Please return all lines from the records below that include the string "tree".

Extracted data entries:
▽

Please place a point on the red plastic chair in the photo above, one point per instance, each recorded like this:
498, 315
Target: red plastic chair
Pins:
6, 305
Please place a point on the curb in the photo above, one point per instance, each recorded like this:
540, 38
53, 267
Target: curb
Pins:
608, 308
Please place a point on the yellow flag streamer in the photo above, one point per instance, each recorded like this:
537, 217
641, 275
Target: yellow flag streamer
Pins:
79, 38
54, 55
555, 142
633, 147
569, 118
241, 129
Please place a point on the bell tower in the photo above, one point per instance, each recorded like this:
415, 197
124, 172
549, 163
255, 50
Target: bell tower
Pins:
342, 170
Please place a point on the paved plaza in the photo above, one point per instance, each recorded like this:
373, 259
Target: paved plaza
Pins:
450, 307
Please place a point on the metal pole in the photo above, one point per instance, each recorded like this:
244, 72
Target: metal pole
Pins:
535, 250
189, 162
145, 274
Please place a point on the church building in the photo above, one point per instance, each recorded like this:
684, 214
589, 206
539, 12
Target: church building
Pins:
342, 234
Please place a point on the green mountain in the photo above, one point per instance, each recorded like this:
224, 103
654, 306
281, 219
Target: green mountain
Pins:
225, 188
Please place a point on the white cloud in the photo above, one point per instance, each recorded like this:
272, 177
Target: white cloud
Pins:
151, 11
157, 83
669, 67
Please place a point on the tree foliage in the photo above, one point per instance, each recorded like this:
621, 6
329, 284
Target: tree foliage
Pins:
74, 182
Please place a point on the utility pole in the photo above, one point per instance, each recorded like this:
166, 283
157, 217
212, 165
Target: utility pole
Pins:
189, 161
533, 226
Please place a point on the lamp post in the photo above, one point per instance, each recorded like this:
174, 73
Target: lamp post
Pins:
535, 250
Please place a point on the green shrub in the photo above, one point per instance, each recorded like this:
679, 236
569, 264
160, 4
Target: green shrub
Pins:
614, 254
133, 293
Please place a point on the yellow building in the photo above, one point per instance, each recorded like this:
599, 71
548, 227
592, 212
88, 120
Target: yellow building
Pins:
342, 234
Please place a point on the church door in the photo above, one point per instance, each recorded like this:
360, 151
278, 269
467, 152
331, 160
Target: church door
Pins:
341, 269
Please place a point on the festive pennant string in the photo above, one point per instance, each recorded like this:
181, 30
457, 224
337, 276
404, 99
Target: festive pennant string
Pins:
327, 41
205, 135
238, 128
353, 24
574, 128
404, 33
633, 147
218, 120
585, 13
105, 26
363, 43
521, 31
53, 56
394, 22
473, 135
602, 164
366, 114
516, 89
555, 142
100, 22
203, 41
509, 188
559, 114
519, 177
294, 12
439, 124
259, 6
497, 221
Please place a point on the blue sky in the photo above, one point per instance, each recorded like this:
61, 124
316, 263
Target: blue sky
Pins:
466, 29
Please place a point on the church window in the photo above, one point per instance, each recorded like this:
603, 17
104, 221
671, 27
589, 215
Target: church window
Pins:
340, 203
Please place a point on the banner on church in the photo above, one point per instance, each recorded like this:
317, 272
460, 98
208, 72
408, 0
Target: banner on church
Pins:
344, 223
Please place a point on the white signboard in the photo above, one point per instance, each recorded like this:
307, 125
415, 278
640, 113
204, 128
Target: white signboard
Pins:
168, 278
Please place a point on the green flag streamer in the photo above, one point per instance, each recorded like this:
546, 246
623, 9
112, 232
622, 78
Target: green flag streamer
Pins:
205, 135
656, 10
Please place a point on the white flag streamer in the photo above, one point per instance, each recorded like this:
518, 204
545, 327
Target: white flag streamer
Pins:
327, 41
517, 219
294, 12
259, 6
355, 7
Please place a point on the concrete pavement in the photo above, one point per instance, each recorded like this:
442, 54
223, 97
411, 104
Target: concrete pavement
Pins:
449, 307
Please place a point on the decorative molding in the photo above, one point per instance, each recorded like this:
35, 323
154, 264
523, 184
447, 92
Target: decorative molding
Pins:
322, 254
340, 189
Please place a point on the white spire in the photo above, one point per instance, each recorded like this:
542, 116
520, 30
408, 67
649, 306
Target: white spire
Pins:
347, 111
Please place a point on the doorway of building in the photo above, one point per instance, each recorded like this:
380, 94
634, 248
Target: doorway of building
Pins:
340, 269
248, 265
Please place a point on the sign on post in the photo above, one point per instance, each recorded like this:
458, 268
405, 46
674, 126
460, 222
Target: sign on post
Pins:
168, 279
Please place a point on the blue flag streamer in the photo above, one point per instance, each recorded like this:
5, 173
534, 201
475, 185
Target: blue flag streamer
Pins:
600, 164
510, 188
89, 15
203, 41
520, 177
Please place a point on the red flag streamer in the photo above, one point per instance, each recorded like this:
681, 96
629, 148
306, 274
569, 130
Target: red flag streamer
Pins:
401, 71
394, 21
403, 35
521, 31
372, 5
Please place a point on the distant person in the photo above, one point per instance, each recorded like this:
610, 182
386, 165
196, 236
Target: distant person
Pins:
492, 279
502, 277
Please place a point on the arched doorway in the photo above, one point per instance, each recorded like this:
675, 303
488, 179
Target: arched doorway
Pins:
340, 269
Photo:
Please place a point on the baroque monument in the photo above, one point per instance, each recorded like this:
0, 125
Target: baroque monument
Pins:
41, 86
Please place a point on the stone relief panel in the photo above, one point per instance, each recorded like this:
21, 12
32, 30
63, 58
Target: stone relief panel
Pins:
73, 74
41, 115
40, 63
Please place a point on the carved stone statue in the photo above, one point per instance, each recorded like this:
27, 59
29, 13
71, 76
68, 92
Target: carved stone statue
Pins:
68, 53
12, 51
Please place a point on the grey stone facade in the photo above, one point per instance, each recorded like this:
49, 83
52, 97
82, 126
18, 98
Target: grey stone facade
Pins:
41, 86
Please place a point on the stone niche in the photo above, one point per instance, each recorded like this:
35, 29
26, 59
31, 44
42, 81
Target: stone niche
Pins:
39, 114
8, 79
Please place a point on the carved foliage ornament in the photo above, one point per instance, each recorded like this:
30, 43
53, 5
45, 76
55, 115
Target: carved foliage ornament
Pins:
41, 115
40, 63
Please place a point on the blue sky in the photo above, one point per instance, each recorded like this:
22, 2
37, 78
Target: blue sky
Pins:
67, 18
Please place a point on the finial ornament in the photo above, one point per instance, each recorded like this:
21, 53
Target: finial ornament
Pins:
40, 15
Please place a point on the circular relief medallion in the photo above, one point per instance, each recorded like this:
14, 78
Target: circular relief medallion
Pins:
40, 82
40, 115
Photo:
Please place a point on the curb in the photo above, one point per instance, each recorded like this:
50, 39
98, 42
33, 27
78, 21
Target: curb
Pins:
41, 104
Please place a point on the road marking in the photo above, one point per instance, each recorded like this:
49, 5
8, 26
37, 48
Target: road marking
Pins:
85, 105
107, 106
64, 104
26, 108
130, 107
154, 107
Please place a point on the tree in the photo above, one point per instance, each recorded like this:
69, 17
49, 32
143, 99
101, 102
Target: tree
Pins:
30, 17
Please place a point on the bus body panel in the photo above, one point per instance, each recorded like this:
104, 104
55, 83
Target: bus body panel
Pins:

△

| Solution |
Please place a point on the tree foliage in the photo above, one point per instance, each recorded like this:
Target: tree foliage
Please place a point on the tree in the photo above, one point per instance, each recorded like this:
Target: tree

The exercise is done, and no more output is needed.